# [Quoted passage]
::::::::::

The Corporation of the Town of Huntsville v. Lloyd's Underwriters et al.
[Indexed as: Huntsville (Town) v. Lloyd's Underwriters]
Ontario Reports Ontario Superior Court of Justice, Wood J. February 22, 2017 137 O.R. (3d) 129 | 2017 ONSC 1208
Case Summary
Insurance — Insurer's duty to defend — Homeowners suing town after discovering that basement flooding resulted from non-compliance with Building Code and that building inspection department had [page130] approved deficient plans — Parties executing minutes of settlement after homeowners accepted opinion of defendant's expert that problem could be remedied without having to lift house off foundation — Homeowners accepting $200,000 from town's insurer — Releases held in escrow — Minutes of settlement effectively requiring town to enter into contract with homeowners for repair of basement — Homeowners bringing second action against town after discovering that remedial plan had not worked — Town's insurer having duty to defend second action.
In 2008, homeowners discovered that the basement of a house which they had purchased in 2007 was flooding because the basement walls and floor had not been constructed in accordance with the Building Code, O. Reg. 332/12. The town's building inspection department had approved deficient plans and on inspection had failed to identify deficiencies in the construction of the basement. The owners sued the town and W, the person they had hired to perform a pre-purchase home inspection. An engineer retained by W believed that the basement could be repaired and brought up to code without having to raise the house off its foundations. The owners accepted the engineer's proposal, and they executed minutes of settlement. The town's insurer paid the owners $200,000, but releases were held in escrow. The minutes of settlement effectively required the town to enter into a contract with the owners for the repair of the basement. After discovering that the remedial plan had not worked, the owners brought a second action against the town. The applicant applied for a declaration that the town's insurer was obliged to defend the second action.

::::::::::

# [Dataset records]
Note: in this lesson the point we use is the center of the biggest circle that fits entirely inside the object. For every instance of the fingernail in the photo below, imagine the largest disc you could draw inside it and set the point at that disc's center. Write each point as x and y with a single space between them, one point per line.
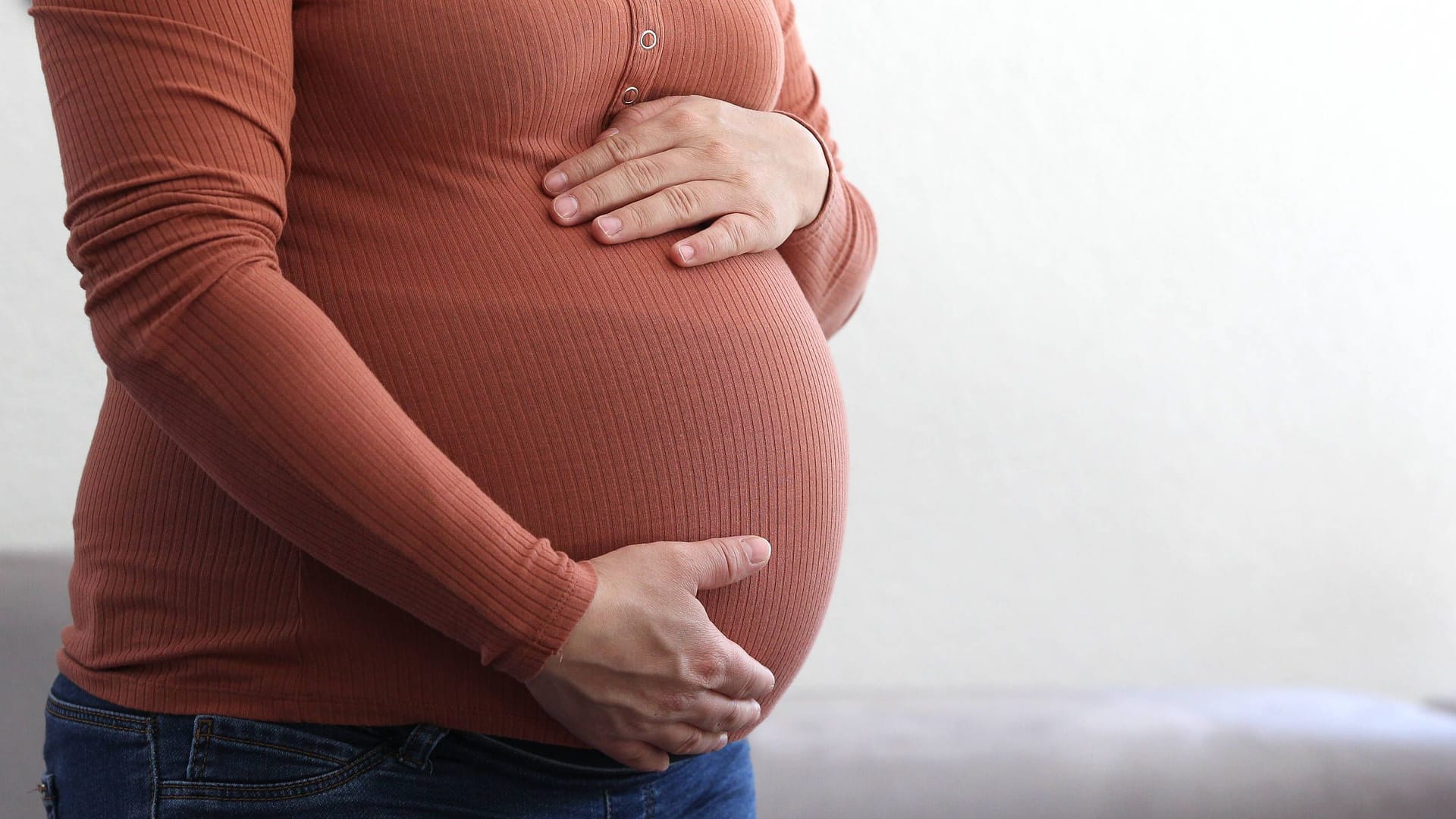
758 548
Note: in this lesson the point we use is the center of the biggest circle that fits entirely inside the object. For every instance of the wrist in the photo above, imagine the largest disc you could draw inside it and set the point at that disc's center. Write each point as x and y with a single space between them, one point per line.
819 174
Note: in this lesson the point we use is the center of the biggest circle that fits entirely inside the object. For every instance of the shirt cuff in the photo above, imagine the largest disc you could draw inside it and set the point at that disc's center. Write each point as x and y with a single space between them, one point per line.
525 661
835 203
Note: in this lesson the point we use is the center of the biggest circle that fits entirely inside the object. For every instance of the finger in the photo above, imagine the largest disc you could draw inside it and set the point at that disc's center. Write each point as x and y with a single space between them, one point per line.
653 134
644 110
677 206
743 676
730 235
635 754
628 183
682 738
715 713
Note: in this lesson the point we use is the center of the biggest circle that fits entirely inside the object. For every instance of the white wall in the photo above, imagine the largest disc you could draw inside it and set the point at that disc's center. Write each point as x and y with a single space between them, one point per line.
1155 381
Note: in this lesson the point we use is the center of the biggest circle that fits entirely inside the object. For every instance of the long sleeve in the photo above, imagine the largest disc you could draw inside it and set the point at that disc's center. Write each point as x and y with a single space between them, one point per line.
174 127
833 254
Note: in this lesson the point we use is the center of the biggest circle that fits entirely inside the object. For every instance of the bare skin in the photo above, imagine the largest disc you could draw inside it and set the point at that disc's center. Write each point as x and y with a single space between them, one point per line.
645 670
680 161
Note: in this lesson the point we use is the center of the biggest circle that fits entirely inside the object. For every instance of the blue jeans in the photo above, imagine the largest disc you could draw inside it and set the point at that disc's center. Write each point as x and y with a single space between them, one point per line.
107 761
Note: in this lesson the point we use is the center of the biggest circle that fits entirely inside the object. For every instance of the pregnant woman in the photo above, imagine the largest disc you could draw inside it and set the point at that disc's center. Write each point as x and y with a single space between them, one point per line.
462 360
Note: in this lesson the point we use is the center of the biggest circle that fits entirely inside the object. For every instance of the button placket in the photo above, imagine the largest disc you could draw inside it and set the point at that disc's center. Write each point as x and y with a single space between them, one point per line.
642 55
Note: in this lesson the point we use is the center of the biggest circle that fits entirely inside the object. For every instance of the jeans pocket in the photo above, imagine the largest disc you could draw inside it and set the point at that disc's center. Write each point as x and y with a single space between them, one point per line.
231 751
98 757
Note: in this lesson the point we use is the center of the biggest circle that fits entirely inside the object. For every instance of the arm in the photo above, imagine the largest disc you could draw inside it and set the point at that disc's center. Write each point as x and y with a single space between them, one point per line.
833 254
174 127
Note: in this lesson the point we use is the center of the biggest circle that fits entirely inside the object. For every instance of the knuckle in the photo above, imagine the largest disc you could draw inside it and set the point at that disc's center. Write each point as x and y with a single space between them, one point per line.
642 174
710 667
720 150
685 745
740 231
683 117
682 200
620 148
674 703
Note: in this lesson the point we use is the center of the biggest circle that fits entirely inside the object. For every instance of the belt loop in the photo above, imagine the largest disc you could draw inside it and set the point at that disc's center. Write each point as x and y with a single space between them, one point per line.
419 745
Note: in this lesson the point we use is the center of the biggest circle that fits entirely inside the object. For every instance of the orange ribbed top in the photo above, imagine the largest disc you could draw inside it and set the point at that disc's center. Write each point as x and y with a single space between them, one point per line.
369 409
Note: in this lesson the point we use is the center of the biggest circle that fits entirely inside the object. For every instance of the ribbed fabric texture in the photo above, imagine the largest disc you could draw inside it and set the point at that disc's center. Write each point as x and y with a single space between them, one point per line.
369 410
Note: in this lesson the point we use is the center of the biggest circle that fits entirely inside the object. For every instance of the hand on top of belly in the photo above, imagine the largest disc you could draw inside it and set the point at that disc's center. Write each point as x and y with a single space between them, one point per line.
680 161
645 670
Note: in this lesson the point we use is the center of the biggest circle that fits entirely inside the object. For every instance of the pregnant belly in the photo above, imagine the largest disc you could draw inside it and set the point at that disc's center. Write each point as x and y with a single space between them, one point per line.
606 397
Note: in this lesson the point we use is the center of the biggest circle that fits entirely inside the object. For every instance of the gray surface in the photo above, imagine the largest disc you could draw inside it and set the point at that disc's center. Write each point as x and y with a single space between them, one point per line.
1244 754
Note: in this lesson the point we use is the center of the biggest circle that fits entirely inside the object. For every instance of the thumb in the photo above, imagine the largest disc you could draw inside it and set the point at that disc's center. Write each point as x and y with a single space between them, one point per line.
720 561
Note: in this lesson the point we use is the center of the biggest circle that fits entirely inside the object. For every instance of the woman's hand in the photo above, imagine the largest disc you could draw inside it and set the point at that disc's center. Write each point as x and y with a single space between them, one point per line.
680 161
645 670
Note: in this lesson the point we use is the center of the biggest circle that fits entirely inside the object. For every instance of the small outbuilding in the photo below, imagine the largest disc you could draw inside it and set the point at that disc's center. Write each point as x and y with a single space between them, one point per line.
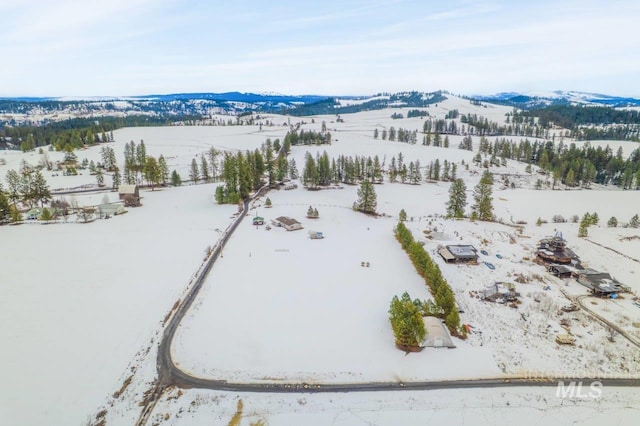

::::::::::

# [To-do list]
[1] Answer these about the Huntsville insurance case summary:
(a) Which court decided the case, and which judge?
(b) In what year did the homeowners discover that the basement was flooding?
(c) How much did the town's insurer pay the owners?
[2] Pick up the Huntsville insurance case summary after its final sentence and continue it.
The records are drawn from a separate source, not from the Huntsville case summary.

# [Answer set]
[1]
(a) The Ontario Superior Court of Justice, Wood J.
(b) 2008.
(c) $200,000.

[2]
Held, the application should be allowed.
The first action was not settled and remained an open file. The second action had the same parties and arose out of the same circumstances -- the continuation of water infiltration into the basement. It was in reality a continuation of the first action on the additional ground of breach of contract. Although the policy did not oblige the insurer to defend an action for breach of contract, the first action, a pure negligence case, remained unfinished business and should continue to be defended. The town was exposed to the contractual claims solely because it relied on the advice of counsel retained by and answerable to the insurer when the minutes of settlement were negotiated. Having placed the town in this predicament, the insurer could not now rely on the terms of its own policy to claim that it had no responsibility because the claim was framed primarily in contract. In any event, the second action alleged negligence as well as breach of contract, albeit unconvincingly. That factor alone entitled the town to coverage.
Cases referred to Alie v. Bertrand & Frère Construction Co. (2002), 62 O.R. (3d) 345, [2002] O.J. No. 4697, 222 D.L.R. (4th) 687, 167 O.A.C. 20, 26 C.L.R. (3d) 5, 119 A.C.W.S. (3d) 129; Home Insurance v. Landmark, 293 Cal. Rptr. 277 (Cal. App. 4 Dist., 1988)
Rules and regulations referred to Building Code, O. Reg. 332/12 [as am.]
APPLICATION for a declaration that the insurer had an obligation to defend an action.
R.J. Kennaley, for applicant. [page131] N.R. Downer, for respondent Lloyd's Underwriters. I.A. Mair and B.M. Martin, for respondent AIG Insurance Company of Canada.
[1] Wood J. : — This was an application by the Corporation of the Town of Huntsville (the "town") seeking a declaration that the respondent insurers, Lloyd's Underwriters ("Lloyd's") and AIG Insurance Company of Canada ("AIG"), have an obligation to defend action #CV-15-177 Bracebridge (the "second action"), commenced against the town by James MacKendrick and Leaynne Connolly (the "owners"). The application also seeks derivative relief including orders for indemnification for sums already spent defending the action and dividing the respondents' responsibility to defend.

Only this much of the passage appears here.